-------- EXCERPTED DATA

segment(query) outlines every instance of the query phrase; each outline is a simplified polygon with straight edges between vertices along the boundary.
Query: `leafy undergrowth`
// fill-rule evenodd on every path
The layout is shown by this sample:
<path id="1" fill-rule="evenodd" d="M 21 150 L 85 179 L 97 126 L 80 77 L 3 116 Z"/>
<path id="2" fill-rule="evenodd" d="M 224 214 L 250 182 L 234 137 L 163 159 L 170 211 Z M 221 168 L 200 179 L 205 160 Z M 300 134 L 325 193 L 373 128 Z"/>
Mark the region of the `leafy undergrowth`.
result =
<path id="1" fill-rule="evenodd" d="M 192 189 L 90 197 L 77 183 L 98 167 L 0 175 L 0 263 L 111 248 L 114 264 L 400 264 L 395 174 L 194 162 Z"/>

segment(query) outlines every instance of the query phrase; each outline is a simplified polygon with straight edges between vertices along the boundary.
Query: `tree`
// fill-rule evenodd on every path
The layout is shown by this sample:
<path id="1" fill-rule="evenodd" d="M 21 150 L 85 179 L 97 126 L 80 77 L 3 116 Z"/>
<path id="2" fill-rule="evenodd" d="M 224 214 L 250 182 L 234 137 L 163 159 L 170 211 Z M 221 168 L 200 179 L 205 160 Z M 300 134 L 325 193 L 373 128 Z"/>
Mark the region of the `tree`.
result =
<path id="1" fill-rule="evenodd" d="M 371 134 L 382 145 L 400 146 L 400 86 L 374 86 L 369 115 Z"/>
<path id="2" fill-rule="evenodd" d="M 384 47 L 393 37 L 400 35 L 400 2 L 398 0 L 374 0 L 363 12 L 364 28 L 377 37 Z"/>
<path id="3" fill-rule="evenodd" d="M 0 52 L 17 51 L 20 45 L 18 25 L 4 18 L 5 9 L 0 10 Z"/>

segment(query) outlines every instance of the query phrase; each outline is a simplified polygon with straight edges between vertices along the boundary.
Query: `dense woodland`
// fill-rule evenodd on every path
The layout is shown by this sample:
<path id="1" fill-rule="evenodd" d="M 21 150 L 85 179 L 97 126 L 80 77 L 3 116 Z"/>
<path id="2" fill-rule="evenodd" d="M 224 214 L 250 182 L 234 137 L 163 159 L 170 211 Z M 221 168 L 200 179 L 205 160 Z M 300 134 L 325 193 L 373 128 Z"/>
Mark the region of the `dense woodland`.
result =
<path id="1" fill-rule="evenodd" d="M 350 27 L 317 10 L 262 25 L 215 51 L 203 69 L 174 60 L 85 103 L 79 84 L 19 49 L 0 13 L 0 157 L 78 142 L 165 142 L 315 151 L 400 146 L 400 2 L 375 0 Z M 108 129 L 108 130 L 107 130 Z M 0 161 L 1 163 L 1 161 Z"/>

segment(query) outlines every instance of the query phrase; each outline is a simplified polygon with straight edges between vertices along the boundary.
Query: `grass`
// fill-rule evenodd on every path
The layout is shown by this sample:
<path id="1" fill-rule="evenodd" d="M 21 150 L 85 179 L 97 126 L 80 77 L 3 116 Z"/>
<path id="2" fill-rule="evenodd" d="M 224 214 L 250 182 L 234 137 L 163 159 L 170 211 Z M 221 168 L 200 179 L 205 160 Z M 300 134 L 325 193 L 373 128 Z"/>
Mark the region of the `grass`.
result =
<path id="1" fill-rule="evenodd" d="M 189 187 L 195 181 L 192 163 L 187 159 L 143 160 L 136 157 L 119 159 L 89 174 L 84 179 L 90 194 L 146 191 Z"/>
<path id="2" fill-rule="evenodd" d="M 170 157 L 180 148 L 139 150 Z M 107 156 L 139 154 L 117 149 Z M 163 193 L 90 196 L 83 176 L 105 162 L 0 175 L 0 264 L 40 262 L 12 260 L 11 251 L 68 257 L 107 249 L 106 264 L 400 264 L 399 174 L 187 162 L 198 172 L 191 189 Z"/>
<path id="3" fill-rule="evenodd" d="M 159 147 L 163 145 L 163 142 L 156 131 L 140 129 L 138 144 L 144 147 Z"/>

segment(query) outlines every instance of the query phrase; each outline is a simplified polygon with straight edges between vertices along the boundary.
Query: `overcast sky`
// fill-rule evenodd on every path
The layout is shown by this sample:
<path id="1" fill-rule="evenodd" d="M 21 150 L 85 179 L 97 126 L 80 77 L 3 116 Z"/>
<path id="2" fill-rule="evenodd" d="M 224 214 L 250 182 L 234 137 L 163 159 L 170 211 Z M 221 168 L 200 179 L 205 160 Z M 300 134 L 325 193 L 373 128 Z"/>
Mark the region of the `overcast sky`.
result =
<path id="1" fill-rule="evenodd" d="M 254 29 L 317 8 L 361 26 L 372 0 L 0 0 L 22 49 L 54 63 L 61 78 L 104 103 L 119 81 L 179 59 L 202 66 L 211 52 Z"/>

----------------

REQUIREMENT »
Say how many lines in the listing above hold "woodland". Give the number only.

RESULT BELOW »
2